Investigating the validity of the Bosanquet equation for predicting the self-diffusivities of fluids inside nanotubes using equilibrium molecular dynamics simulations

The self-diffusion of fluids in nanotubes generally consists of both molecule-molecule and molecule-wall interactions, which can be quantitatively described by the Knudsen mechanism and the molecular mechanism, respectively. Combining these two effects, the Bosanquet equation is generally used to predict the self-diffusivities of molecules in one-dimensional nanopores. In this work, equilibrium molecular dynamics simulations were employed to investigate the validity of the equation in predicting the self-diffusivities of fluids inside carbon, boron nitride, and silicon carbide nanotubes with diameters from similar to 1.0 to 4.3 nm. Our results indicate that although the Bosanquet equation can predict the self-diffusivities of H-2, Ar, CH4, CO2, C2H6, and C3H8 in carbon nanotubes in the same order of magnitude, the accuracy of these predictions is generally rather poor. At high and moderate loadings, the large deviation mainly results from the limited accuracy of the simplistic free path model, which tends to neglect the intermolecular forces of fluid molecules. However, at low loadings, the failure of the Bosanquet equation can be traced to the failure of the Knudsen model, which largely underestimates the diffusivity in nanotubes due to the smoothness of the tube wall. Furthermore, the Bosanquet equation fails to predict the self-diffusivities of H2O in confinement since the presence of hydrogen bonding violates the mean free path theory. It is suggested that further modification of this extrapolation should take into account the intermolecular forces of fluid molecules as well as the smoothness of the tube wall. (c) 2023 Author(s). All article content, except where otherwise noted, is licensed under a Creative Commons Attribution (CC BY) license (http://creativecommons.org/licenses/by/4.0/).

Automated summary

In this study, molecular dynamics simulations were used to investigate the self-diffusion of fluids in one-dimensional nanopores. The results show that the Bosanquet equation can predict the self-diffusivities of gases in carbon nanotubes but with poor accuracy. The deviations are mainly due to the limited accuracy of the free path model and the underestimation of diffusivity in nanotubes by the Knudsen model. The presence of hydrogen bonding in water violates the mean free path theory, leading to the failure of the Bosanquet equation in predicting its self-diffusivity.

Exercise: Rewrite the nanotube diffusion text starting with "Automated summary" and going on through "predicting its self-diffusivity.", swapping "Knudsen model" for "Knudsen diffusion model".

Listed records:

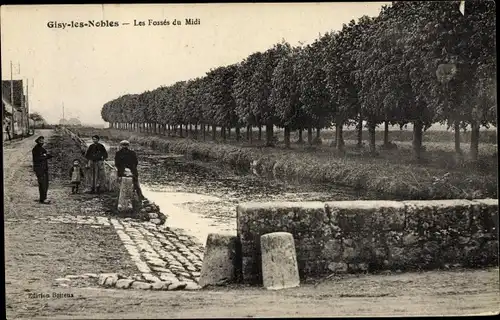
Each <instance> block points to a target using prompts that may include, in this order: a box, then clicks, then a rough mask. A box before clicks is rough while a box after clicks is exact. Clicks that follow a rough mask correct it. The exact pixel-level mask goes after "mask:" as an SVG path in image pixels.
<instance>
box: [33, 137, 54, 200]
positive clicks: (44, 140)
mask: <svg viewBox="0 0 500 320" xmlns="http://www.w3.org/2000/svg"><path fill="white" fill-rule="evenodd" d="M35 142H36V146H35V147H34V148H33V150H32V154H33V171H35V174H36V178H37V180H38V192H39V193H40V199H39V200H38V201H39V202H40V203H43V204H49V203H50V201H49V200H47V191H48V190H49V165H48V163H47V160H48V159H50V158H52V155H51V154H48V153H47V150H45V148H44V147H43V144H44V143H45V138H44V137H43V136H40V137H38V138H36V140H35Z"/></svg>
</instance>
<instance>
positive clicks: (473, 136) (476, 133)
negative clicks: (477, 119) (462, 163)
mask: <svg viewBox="0 0 500 320" xmlns="http://www.w3.org/2000/svg"><path fill="white" fill-rule="evenodd" d="M479 127H480V126H479V123H478V122H476V121H473V122H472V123H471V134H470V159H471V160H472V161H477V160H478V156H479Z"/></svg>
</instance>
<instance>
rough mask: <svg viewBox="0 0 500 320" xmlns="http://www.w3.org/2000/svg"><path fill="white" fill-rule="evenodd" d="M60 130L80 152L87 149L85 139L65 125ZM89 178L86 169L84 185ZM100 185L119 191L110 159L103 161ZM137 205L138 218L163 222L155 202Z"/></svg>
mask: <svg viewBox="0 0 500 320" xmlns="http://www.w3.org/2000/svg"><path fill="white" fill-rule="evenodd" d="M61 130H62V131H63V133H64V134H67V135H69V136H70V137H71V139H72V140H73V141H75V143H76V144H77V145H78V146H79V148H80V149H81V151H82V153H85V152H86V151H87V148H88V145H87V143H86V142H85V140H83V139H82V138H80V137H79V136H78V135H76V134H75V133H73V132H71V130H69V129H68V128H66V127H62V128H61ZM91 179H92V174H91V173H90V170H87V172H86V173H85V183H84V185H86V186H90V185H91V184H92V182H91ZM101 187H102V190H103V191H110V192H116V193H118V192H119V191H120V179H119V178H118V175H117V170H116V168H115V166H114V165H113V164H112V162H110V161H104V186H101ZM137 205H138V207H137V208H136V210H137V211H138V218H141V219H142V220H149V221H150V222H153V223H155V224H163V223H165V220H166V216H165V215H164V214H163V213H161V212H160V210H159V207H158V206H157V205H156V204H154V203H150V202H149V201H148V200H146V201H145V202H143V203H140V204H139V203H138V204H137Z"/></svg>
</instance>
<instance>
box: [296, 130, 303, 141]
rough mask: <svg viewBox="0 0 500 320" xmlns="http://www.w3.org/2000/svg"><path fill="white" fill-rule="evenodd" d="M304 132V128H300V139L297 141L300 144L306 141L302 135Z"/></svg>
mask: <svg viewBox="0 0 500 320" xmlns="http://www.w3.org/2000/svg"><path fill="white" fill-rule="evenodd" d="M303 132H304V129H302V128H300V129H299V140H298V141H297V143H299V144H302V143H304V138H303V136H302V133H303Z"/></svg>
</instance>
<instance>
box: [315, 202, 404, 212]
mask: <svg viewBox="0 0 500 320" xmlns="http://www.w3.org/2000/svg"><path fill="white" fill-rule="evenodd" d="M325 205H327V206H328V207H329V208H330V209H361V210H370V209H381V208H391V209H403V208H404V203H403V202H401V201H385V200H349V201H328V202H326V203H325Z"/></svg>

Result:
Automated summary

In this study, molecular dynamics simulations were used to investigate the self-diffusion of fluids in one-dimensional nanopores. The results show that the Bosanquet equation can predict the self-diffusivities of gases in carbon nanotubes but with poor accuracy. The deviations are mainly due to the limited accuracy of the free path model and the underestimation of diffusivity in nanotubes by the Knudsen diffusion model. The presence of hydrogen bonding in water violates the mean free path theory, leading to the failure of the Bosanquet equation in predicting its self-diffusivity.